>>>

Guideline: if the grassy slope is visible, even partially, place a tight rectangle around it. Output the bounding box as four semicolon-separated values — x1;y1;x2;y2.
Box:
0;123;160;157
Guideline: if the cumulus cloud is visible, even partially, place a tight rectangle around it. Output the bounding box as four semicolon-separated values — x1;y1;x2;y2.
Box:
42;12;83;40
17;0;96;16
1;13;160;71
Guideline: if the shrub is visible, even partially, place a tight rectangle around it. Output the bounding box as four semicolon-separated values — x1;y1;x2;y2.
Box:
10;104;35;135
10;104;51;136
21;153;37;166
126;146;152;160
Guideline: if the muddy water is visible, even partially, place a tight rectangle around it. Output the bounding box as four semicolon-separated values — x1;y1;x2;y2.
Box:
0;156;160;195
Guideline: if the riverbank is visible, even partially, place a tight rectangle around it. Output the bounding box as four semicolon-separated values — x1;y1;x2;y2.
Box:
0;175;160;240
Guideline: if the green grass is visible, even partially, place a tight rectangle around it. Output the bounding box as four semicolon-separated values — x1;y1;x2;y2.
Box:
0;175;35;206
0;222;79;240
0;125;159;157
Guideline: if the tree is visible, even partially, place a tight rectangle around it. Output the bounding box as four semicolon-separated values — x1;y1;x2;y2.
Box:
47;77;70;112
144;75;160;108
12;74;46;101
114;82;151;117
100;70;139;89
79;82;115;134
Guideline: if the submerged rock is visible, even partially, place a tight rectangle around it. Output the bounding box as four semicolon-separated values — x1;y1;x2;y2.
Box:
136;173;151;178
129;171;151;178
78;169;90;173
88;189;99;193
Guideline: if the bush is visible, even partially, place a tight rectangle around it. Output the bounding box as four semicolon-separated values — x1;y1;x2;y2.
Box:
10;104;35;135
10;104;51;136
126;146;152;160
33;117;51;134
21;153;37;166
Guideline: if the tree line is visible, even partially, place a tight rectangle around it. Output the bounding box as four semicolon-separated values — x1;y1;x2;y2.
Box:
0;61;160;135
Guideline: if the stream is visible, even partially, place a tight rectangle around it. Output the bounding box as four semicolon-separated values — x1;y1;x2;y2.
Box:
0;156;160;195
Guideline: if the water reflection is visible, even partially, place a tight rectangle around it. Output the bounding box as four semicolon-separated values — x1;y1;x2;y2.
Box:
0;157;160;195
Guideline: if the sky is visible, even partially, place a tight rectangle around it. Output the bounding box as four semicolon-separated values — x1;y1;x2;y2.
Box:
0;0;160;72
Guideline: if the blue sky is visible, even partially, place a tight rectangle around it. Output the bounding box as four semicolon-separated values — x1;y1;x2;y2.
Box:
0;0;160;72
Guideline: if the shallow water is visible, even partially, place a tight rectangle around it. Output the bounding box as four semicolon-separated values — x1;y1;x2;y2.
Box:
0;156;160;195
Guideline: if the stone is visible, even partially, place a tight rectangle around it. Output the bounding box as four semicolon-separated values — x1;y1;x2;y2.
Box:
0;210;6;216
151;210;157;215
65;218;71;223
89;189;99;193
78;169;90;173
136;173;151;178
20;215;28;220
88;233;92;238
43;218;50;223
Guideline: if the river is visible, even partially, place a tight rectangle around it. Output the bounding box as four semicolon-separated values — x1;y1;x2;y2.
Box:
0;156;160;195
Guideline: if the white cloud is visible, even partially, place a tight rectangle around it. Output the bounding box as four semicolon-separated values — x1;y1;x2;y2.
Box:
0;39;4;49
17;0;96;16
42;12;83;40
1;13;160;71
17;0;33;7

<<<

» Work to complete
Could you filter the entries above for lines holding the string "cloud" and copy them?

» Exercise result
Guideline: if the cumulus cloud is visible, even partially, place a tight rectangle around it. Output the bounding box as four semicolon-separated values — x1;y1;x2;y2.
Guideline: if the white cloud is visible, even partially, place a tight rectangle around it. Output the bounding box as four semicolon-separated values — x1;y1;x2;y2.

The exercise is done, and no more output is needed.